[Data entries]
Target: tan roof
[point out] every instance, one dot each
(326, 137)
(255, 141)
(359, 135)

### WORK REQUIRED
Print the records above again, line for line, with no changes.

### TASK RESPONSE
Target: tan roof
[point out] every instance, one dot each
(326, 137)
(255, 141)
(359, 135)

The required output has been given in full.